**WHAT THE TASK REQUIRES**
No line before the one containing "chair and report the pixel coordinates." should appear; that line and all lines after it, through the end of the data, are to be set down exactly.
[Opening DATASET ENTRIES section]
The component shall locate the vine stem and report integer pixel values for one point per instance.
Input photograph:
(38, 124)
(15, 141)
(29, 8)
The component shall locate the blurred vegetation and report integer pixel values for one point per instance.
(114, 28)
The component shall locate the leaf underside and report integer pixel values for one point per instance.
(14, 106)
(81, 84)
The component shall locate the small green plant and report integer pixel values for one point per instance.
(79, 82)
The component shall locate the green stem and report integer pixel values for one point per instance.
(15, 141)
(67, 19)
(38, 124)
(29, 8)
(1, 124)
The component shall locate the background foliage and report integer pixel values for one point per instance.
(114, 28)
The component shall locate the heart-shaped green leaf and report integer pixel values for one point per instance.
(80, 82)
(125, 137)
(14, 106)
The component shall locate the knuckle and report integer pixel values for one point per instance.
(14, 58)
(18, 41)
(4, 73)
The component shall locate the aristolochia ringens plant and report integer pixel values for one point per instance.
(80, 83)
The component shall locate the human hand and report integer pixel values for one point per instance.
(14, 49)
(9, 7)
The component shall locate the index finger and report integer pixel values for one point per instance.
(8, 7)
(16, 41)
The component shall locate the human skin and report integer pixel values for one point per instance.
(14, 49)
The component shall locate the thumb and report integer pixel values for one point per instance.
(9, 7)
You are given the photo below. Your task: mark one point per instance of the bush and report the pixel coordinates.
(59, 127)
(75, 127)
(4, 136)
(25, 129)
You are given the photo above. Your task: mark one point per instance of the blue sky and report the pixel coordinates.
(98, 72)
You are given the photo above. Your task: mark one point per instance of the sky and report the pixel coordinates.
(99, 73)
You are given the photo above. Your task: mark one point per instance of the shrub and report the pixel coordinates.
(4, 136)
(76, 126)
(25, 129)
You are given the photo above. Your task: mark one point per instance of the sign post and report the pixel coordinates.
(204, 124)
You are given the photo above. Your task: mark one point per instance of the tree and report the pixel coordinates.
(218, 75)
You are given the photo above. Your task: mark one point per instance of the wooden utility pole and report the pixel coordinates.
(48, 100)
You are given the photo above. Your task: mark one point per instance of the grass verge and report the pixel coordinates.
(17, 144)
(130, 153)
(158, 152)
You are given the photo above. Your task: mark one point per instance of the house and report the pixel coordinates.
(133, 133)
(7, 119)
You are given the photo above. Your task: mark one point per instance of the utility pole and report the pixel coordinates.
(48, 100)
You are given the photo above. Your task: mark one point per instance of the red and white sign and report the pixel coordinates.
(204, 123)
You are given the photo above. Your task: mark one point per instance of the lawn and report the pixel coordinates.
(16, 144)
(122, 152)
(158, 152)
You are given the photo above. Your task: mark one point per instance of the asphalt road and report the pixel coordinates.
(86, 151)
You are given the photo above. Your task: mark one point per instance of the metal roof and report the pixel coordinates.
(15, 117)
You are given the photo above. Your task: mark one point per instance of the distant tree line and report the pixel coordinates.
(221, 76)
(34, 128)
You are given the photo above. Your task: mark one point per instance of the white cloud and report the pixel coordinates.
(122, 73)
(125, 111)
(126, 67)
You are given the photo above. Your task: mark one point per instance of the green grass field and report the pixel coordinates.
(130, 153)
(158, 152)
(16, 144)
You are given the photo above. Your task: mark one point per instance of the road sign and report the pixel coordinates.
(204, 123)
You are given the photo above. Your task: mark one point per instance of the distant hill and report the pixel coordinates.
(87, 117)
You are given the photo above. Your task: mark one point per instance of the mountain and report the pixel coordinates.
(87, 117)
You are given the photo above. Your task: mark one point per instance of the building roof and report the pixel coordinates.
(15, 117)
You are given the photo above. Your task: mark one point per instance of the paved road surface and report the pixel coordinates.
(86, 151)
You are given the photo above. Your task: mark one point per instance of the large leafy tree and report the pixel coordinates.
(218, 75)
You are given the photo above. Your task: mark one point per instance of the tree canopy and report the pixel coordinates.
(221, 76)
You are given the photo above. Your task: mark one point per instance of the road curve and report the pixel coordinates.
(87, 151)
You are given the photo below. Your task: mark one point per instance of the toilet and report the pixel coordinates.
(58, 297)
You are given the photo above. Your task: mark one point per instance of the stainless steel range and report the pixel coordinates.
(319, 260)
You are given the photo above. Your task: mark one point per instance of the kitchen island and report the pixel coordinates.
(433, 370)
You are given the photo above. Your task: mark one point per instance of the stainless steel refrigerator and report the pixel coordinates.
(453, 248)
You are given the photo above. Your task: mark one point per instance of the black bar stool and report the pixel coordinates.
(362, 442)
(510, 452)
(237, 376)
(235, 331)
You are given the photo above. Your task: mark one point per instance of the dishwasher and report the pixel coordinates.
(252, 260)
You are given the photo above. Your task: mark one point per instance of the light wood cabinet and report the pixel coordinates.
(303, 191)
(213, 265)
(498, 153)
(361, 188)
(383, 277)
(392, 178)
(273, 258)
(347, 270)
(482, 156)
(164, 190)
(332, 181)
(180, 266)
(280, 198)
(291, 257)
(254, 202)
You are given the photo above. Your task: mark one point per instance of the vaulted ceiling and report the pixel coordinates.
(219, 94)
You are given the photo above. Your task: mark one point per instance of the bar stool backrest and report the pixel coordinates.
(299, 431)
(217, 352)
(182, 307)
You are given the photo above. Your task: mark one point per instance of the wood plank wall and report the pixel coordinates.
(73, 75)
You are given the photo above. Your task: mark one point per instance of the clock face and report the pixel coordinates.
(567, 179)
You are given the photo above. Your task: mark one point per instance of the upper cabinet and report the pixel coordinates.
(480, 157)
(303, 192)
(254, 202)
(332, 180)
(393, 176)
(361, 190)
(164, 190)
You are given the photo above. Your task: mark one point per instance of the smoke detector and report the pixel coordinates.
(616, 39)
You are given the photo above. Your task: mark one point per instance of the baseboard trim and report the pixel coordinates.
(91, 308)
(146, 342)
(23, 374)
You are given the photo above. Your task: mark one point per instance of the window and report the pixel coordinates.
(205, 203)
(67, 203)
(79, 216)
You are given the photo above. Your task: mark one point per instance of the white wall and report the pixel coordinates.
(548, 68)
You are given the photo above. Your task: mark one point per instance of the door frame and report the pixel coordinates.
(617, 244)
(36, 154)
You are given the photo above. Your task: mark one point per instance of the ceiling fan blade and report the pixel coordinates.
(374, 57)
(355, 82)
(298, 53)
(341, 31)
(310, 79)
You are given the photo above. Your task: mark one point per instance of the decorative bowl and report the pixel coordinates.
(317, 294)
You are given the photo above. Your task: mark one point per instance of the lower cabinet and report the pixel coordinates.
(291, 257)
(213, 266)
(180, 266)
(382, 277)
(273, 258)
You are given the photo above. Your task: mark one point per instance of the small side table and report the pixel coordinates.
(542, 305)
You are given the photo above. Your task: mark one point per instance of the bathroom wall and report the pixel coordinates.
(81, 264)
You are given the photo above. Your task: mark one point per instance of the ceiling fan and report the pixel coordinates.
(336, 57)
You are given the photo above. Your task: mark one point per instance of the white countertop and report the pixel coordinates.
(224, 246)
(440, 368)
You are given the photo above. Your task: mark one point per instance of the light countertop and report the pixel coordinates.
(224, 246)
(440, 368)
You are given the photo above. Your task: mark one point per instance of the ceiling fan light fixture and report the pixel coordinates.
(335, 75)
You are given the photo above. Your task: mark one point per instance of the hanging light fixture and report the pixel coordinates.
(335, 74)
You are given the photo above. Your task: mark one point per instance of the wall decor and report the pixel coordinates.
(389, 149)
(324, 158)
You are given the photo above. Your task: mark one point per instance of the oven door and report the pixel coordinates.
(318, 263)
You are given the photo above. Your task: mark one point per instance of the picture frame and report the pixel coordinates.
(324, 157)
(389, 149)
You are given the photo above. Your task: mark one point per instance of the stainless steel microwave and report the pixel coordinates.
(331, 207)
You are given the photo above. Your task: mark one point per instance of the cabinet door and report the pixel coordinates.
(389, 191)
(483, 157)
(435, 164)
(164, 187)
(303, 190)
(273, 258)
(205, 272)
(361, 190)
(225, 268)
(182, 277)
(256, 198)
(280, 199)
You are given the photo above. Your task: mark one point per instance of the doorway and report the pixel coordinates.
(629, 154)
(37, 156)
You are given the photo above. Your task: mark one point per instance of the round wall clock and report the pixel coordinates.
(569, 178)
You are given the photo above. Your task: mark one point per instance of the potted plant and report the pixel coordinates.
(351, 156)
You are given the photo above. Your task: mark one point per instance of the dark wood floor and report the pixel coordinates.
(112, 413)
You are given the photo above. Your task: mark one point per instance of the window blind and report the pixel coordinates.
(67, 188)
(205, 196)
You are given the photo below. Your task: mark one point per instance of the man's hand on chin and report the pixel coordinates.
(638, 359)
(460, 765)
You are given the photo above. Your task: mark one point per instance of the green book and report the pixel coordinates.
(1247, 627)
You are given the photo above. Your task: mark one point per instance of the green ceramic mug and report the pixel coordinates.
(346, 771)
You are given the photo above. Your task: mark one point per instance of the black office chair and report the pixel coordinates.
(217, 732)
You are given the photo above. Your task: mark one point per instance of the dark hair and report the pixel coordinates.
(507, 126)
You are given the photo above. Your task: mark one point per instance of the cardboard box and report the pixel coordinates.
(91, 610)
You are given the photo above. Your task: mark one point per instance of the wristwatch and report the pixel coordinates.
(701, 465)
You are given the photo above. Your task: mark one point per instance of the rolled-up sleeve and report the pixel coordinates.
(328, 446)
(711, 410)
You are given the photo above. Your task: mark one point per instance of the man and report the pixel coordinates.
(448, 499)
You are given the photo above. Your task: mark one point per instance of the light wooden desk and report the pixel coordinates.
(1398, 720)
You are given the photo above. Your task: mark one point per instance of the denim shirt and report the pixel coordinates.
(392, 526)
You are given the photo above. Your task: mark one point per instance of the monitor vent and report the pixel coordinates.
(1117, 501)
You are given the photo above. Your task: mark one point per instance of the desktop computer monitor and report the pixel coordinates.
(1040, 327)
[Closing DATASET ENTRIES section]
**SOLUTION FOR THIS TASK**
You are given the photo above. Your task: mark one point per instance of the black office chair and report the pixel coordinates.
(217, 732)
You are given the photo above. Your task: mark one point per instance of the dark hair and report the pixel coordinates.
(507, 126)
You are given the photo above. Your task: mark one point per instance of the cardboard box and report the pixel coordinates.
(91, 610)
You are given the photo above. Your task: mark one point per instance of the wristwatch and report the pixel coordinates.
(701, 465)
You are given the photo above. Your task: mark one point per instance of the rolled-up sleeve and report the pixel coordinates.
(328, 446)
(711, 410)
You are given the photo above. Your task: mark one point per instance of the man and report the pixel coordinates.
(448, 499)
You are given the photo above. Your task: mark one point per instance of the light wooden desk and report the pixel coordinates.
(1398, 720)
You are given the photo above. Your task: mark one point per instance of the denim shirt and report the pixel coordinates.
(392, 526)
You are given the photo above. Your task: mark one point per instance of the monitor vent and report the pixel coordinates.
(1117, 501)
You are given the photo above. Your task: mark one point per instance of the desktop computer monitor and report the pixel coordinates.
(1040, 327)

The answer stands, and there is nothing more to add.